— BEGIN DATA SHOWN —

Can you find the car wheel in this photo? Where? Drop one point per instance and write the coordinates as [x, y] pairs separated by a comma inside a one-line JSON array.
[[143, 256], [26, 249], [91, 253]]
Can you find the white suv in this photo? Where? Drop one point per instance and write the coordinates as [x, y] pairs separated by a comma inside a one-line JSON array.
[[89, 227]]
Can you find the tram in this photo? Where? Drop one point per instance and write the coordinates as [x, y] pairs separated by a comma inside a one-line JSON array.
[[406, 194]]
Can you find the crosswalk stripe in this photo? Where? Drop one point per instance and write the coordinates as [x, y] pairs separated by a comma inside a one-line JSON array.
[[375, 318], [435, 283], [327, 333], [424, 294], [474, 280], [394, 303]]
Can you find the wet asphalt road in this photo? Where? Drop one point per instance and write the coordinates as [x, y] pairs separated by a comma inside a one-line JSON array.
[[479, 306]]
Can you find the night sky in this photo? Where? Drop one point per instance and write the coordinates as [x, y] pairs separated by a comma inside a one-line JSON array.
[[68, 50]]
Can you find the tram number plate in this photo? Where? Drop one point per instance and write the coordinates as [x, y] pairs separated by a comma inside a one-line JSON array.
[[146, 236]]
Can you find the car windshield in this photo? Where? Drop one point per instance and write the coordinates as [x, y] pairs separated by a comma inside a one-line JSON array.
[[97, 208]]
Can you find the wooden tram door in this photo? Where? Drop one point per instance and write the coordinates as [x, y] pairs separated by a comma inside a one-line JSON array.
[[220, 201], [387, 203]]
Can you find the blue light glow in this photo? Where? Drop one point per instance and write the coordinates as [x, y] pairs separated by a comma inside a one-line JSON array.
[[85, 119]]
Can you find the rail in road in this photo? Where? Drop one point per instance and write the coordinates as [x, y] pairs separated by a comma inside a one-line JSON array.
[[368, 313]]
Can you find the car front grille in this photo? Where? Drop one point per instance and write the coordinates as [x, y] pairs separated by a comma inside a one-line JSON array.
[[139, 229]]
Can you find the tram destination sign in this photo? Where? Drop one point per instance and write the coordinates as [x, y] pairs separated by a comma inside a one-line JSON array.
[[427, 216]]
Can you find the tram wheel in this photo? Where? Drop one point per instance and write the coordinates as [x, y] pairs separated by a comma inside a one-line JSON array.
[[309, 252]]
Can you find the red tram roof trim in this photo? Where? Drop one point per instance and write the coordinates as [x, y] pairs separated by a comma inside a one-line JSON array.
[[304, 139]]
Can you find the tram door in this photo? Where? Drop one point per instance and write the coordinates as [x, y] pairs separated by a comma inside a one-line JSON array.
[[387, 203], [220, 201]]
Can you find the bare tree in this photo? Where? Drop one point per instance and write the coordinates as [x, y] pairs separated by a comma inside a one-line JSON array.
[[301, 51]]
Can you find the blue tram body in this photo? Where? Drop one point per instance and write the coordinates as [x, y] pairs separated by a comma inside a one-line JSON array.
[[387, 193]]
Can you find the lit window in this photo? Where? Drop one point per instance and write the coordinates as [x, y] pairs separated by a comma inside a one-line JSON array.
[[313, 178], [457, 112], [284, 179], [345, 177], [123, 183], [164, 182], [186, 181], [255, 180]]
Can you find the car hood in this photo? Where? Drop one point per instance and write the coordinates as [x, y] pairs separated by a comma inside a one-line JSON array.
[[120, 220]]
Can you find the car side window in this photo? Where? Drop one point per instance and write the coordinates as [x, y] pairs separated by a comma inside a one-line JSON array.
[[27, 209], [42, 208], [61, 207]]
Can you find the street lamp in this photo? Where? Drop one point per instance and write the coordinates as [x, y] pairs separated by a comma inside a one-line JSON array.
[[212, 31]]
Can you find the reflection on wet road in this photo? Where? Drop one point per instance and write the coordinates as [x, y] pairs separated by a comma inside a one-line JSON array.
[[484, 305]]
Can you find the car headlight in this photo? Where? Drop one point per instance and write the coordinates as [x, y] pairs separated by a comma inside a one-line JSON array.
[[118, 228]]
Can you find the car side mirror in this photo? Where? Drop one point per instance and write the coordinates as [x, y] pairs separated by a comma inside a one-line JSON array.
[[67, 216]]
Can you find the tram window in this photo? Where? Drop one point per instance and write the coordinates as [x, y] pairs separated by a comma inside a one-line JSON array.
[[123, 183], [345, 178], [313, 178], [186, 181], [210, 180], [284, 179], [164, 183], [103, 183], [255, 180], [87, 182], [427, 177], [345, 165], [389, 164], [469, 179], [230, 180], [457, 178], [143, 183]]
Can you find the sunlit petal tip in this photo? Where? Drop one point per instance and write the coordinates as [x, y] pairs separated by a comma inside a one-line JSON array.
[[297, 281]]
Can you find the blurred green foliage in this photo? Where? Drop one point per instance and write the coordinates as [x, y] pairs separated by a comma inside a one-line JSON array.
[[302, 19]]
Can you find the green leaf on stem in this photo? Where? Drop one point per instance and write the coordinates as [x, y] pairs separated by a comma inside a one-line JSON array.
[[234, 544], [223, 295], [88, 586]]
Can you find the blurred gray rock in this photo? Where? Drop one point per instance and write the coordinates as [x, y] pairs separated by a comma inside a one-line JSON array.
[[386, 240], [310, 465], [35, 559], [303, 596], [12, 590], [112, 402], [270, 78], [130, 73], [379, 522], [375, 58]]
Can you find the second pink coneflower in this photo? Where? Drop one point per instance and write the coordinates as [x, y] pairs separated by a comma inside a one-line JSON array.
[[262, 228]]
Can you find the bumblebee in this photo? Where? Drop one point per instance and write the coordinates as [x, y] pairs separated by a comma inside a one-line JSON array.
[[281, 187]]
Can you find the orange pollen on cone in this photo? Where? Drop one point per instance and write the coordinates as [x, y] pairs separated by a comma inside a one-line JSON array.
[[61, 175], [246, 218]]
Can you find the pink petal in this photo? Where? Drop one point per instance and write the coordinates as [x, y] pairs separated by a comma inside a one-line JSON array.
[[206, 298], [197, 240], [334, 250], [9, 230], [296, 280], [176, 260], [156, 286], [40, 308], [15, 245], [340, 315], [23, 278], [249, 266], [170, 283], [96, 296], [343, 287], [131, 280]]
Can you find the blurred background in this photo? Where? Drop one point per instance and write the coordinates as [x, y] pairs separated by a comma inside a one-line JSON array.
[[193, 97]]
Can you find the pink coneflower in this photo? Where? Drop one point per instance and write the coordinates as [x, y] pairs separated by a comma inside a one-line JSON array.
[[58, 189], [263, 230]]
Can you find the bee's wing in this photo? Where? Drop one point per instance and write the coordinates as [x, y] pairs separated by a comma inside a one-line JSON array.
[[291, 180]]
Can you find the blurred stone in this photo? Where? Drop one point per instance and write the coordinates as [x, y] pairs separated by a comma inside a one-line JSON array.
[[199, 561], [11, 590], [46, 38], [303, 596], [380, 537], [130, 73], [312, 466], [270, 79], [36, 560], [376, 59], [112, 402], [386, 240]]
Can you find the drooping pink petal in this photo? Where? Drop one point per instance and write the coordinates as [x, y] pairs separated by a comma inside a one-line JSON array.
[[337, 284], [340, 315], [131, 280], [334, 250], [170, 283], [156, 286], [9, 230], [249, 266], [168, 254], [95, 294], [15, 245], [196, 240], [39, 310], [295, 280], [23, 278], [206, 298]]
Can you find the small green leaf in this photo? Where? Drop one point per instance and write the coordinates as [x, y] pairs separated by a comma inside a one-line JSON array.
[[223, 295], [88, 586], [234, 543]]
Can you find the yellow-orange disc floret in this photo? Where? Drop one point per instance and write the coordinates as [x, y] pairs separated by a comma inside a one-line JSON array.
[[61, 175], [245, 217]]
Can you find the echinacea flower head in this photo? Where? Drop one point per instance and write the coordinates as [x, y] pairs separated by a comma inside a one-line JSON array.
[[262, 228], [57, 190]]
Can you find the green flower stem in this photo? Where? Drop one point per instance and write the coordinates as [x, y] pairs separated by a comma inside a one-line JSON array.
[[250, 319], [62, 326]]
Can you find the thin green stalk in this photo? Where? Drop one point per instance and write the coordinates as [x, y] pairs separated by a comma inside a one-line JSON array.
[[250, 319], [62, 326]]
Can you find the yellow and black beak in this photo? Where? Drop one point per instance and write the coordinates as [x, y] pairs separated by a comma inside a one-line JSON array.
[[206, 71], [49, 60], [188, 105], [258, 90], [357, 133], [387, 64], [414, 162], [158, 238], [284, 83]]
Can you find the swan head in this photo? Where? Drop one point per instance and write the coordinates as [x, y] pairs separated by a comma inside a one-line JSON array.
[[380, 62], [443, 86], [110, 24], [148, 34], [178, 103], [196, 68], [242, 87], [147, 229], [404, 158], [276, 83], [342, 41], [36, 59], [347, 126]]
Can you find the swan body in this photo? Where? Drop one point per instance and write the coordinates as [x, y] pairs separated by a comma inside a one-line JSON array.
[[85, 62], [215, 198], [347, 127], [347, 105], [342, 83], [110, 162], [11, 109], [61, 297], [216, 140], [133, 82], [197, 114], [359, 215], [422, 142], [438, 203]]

— END DATA SHOWN —

Print, word for word, the lines from the very first one through the line containing "[[146, 236]]", including both of those lines.

Can you find the car wheel in this photo? Where? Drop one point per instance and write the coordinates as [x, y] pairs separated by a comma inside a one-line JSON array.
[[143, 256], [26, 249], [91, 253]]
Can you find the white suv in this photo? Where? Drop one point per instance and write the coordinates as [x, y] pairs separated by a comma inside a one-line JSON array.
[[89, 227]]
Can you find the tram in this photo? Where? Drop one point per instance and write the coordinates as [x, y] pairs separated by a comma inside a one-line JSON array.
[[406, 194]]
Can you find the crosswalk stripe in this photo? Where? Drop one point per instance and write the coordinates as [x, y] pairs separated by a comma inside a one-line JSON array.
[[375, 318], [435, 283], [327, 333], [424, 294], [474, 280], [394, 303]]
Can you find the wet asphalt road in this photo? Where? Drop one point per instance and write the coordinates as [x, y] pairs separated by a comma inside a one-line JSON array.
[[479, 306]]
Can you find the night sky in this photo? Where? Drop one point per instance and write the coordinates as [x, y] pairs separated by a comma inside a one-line JSON array.
[[68, 50]]
Can you find the tram number plate in this photo? Where? Drop one point per instance and write the coordinates as [x, y] pairs separated by a comma inside a one-line JSON array.
[[146, 236]]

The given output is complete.